* _GIVEN REQUEST A_
In the Square Enix article, rewrite the part from "Bringing Fantasy To" to "promote the game." and put "robotic arm" in place of "prosthetic arm".

* _DOCUMENT EXTRACT_
--------------------------------------------------

Also celebrating an anniversary this year is Square Enix’s magical mix of franchises, Kingdom Hearts. Combining characters from Final Fantasy, The World Ends With You and the Walt Disney universe, Kingdom Hearts turns 15 this March. As with many of the publisher’s flagship titles, this one comes with a large and loyal fan base from across the globe. Square Enix hosted a special exhibit and Kingdom Hearts clock giveaway at Tokyo Metro Marunochisen Shinjuku Station Promenade last month, getting fans even more excited about Kingdom Hearts III, which is currently in development.

Final Fantasy turns 30 this year, hot on the heels of its successful launch of Final Fantasy XV. A special event was held in Tokyo to kick off anniversary celebrations, including special DLC for the latest title, merchandise and an HD remake of Final Fantasy VII. This past fall, Square Enix invited game developers and fans to share how the franchise affected their lives using the hashtag, #FFLegacies. The Final Fantasy XV: New Legacy campaign culminated into a video that showcased these memories and ideas, while allowing a chosen few to preview the game for themselves and showing their reactions to the camera. “By having fans share their personal experience,” Square Enix says on the campaign website, “it serves as a reminder that much like how each Final Fantasy has a completely different story, world and characters, we all bring distinctive and new perspectives to the legacy that is Final Fantasy.”

Bringing Fantasy To Life

While the live-action trailer for Final Fantasy XV brought the series to life on screen, the publisher has teamed up with Open Bionics to make science fiction a reality. Inspired by its game Deus Ex: Mankind Divided and prompted by consumer response to fictional advertisements, the publisher decided to develop a prosthetic arm inspired by the game’s main character, Adam Jensen. A prototype of the arm, controlled using the Razer Stargazer camera, was on display at last year’s Electronic Entertainment Expo (E3) and San Diego Comic-Con to promote the game.

The real-life prosthetic was more than a publicity stunt, as the publisher teamed up with CNN’s Courageous Studio to host the Human By Design event last August. Livestreamed over Twitch, the event featured a number of experts and self-identifying cyborgs to create a forum for highlighting and discussing the real-life implications of cybernetic augmentation.

“Just sitting here today and listening to all these experts at Human by Design, and working with Deus Ex as long as I have, I can imagine that future, especially with prosthetics and the work the Open Bionics is doing,” Jon Grant, senior manager of product marketing at Square Enix told [a]listdaily at the event. “That future is closer than we think, and it might actually be here. If Deus Ex has a role in inspiring it, then I guess what they say about the franchise is true. We do have a way of predicting the future.”

--------------------------------------------------

* _WORKING DATA_
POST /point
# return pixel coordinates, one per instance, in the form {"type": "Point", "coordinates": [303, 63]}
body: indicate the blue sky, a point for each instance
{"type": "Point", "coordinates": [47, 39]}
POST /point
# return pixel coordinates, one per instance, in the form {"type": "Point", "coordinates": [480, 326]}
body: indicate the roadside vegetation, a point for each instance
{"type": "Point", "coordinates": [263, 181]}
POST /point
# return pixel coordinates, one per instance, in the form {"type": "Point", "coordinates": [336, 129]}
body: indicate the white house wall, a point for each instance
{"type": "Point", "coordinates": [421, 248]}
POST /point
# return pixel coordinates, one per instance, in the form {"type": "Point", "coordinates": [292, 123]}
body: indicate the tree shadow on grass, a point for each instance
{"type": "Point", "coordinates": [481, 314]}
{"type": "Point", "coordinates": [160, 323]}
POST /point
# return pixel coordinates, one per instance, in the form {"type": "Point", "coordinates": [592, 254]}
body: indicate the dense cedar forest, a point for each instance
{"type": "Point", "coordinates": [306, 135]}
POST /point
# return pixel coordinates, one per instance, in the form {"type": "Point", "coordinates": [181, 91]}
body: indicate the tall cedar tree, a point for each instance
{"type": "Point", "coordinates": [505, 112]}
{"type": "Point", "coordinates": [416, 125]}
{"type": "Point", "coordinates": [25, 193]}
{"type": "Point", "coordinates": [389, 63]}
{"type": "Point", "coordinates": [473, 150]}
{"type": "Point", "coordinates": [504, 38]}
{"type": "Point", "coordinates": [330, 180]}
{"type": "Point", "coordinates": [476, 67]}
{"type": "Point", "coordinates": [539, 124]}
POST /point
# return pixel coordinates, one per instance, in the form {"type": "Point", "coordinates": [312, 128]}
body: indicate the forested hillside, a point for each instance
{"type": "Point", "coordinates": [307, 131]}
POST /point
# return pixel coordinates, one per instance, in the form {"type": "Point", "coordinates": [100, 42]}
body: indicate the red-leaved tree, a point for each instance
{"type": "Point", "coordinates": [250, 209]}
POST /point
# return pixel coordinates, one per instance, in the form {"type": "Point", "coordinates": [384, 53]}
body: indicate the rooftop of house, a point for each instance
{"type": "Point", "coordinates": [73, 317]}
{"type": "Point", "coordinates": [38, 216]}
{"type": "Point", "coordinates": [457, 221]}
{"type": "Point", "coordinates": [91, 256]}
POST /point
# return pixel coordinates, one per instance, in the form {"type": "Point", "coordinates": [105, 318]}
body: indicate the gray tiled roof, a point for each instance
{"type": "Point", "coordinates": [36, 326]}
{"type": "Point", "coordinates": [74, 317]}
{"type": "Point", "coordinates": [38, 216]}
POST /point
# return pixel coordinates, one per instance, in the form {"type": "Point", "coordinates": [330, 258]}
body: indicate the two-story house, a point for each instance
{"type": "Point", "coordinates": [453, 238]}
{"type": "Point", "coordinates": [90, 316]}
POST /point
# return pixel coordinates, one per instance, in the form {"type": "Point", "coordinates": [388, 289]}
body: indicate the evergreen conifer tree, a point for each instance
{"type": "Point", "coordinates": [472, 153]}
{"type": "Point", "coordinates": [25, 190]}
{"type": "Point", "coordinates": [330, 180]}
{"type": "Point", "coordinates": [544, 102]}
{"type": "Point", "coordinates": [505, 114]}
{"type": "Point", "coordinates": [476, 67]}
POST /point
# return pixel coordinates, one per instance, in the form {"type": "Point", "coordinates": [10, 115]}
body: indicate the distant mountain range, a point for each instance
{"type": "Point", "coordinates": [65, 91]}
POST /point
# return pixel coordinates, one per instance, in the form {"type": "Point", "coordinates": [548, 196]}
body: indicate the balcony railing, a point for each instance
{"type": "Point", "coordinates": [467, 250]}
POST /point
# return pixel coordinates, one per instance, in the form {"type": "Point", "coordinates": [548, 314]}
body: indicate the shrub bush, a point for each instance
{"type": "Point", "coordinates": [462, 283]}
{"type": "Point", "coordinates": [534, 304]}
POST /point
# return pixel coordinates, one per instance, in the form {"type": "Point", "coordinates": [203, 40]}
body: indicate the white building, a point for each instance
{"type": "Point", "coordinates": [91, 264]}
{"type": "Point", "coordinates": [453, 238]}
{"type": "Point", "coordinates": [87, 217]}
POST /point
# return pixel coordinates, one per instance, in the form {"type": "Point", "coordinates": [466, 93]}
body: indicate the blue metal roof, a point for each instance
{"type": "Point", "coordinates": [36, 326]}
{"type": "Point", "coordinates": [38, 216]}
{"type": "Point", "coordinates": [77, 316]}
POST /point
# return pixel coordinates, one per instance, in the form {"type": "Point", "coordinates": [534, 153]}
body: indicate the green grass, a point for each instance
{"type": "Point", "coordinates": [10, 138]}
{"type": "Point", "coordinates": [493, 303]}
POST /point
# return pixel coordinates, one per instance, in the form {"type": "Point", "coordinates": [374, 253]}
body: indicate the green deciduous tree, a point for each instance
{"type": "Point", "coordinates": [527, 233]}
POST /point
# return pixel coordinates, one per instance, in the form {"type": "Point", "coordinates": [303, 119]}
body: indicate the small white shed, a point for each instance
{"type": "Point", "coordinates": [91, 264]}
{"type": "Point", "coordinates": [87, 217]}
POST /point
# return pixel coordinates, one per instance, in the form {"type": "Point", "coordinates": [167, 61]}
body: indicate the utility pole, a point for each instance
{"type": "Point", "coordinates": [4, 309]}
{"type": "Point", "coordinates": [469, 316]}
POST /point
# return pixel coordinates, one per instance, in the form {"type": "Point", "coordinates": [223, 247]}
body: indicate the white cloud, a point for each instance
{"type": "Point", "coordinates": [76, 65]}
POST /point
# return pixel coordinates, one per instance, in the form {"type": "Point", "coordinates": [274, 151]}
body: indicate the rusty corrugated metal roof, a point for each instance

--------------------------------------------------

* _GIVEN REQUEST B_
Work out how many lines of the rows above contain the string "blue", and give only that number.

* _RIGHT ANSWER A_
Bringing Fantasy To Life

While the live-action trailer for Final Fantasy XV brought the series to life on screen, the publisher has teamed up with Open Bionics to make science fiction a reality. Inspired by its game Deus Ex: Mankind Divided and prompted by consumer response to fictional advertisements, the publisher decided to develop a robotic arm inspired by the game’s main character, Adam Jensen. A prototype of the arm, controlled using the Razer Stargazer camera, was on display at last year’s Electronic Entertainment Expo (E3) and San Diego Comic-Con to promote the game.

* _RIGHT ANSWER B_
2